Salvador de Bahia: Pelourinho as Inclusive Heritage

By Enrique Aureng Silva

abandoned building
Abandoned building on Ladeira do Carmo. Metal structures supporting old buildings are commonly seen throughout the surrounding streets of Pelourinho.

 

"Bom dia, moço! Todo bem? Bem-vindo à Bahia!” three enthusiastic women, one of them dressed as a typical Baiana, greeted me warmly at the tourism office at Salvador de Bahia in northeastern Brazil. It was my first time there, and I needed to know how to get from the airport to the famous Pelourinho.

As a second year student at the Harvard University Graduate School of Design, I’m investigating the relation between the preservation of the built heritage—frequently associated with UNESCO World Heritage Sites (WHS)— and issues of social injustice, spatial segregation and cultural inequality that inevitably arise around such touristic destinations.

Salvador de Bahia, the first capital of Brazil founded in 1549, is one of the oldest colonial sites of America and one of the 14 cultural World Heritage Sites of the country. The city’s historic downtown, known as Pelourinho, received UNESCO’s WHS status in 1985, and has undergone preservation and restoration processes ever since. Mainly financed by local and state governments, the preservation efforts have gradually rescued the old city’s historic quarters, which by the 1990s had fallen into total disrepair, focusing on preserving what UNESCO described as “the most important collection of baroque colonial architecture in the Americas.”

Cidade Baixa
Abandoned buildings without roofs are common in the deteriorated Cidade Baixa.

 

“What brings you to Salvador?” asks the Baiana as she hands me the touristic map and points towards the blue bus that will take me to the historic district. “Pelourinho and the Bahia de Todos os Santos, of course. Muito obrigado!” I answer as I go out of the airport and into Salvador’s humid 80°F winter.
____________
| THE TASKS |
a. In the Pelourinho essay, in what year did Pelourinho receive UNESCO's World Heritage Site status?
b. Quote the entries below line for line, leaving the pictures out.
The Pelourinho essay has no connection to the entries that come after it.

| GIVEN DATA |
____________
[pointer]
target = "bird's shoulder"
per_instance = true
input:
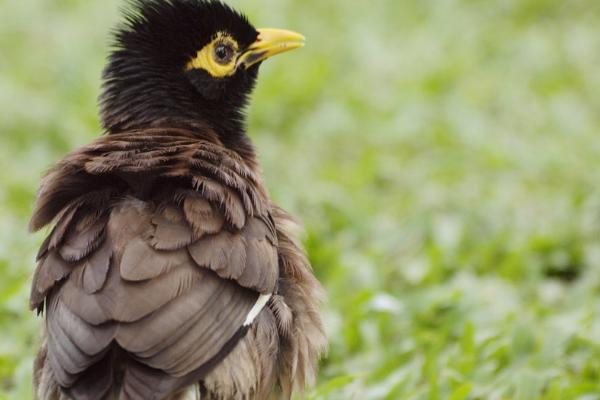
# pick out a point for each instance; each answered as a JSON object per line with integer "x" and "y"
{"x": 199, "y": 196}
{"x": 194, "y": 257}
____________
| ANSWERS GIVEN |
a. 1985

b.
[pointer]
target = "bird's shoulder"
per_instance = true
input:
# pick out a point for each instance; each answered as a JSON object per line with integer "x" and "y"
{"x": 199, "y": 196}
{"x": 194, "y": 257}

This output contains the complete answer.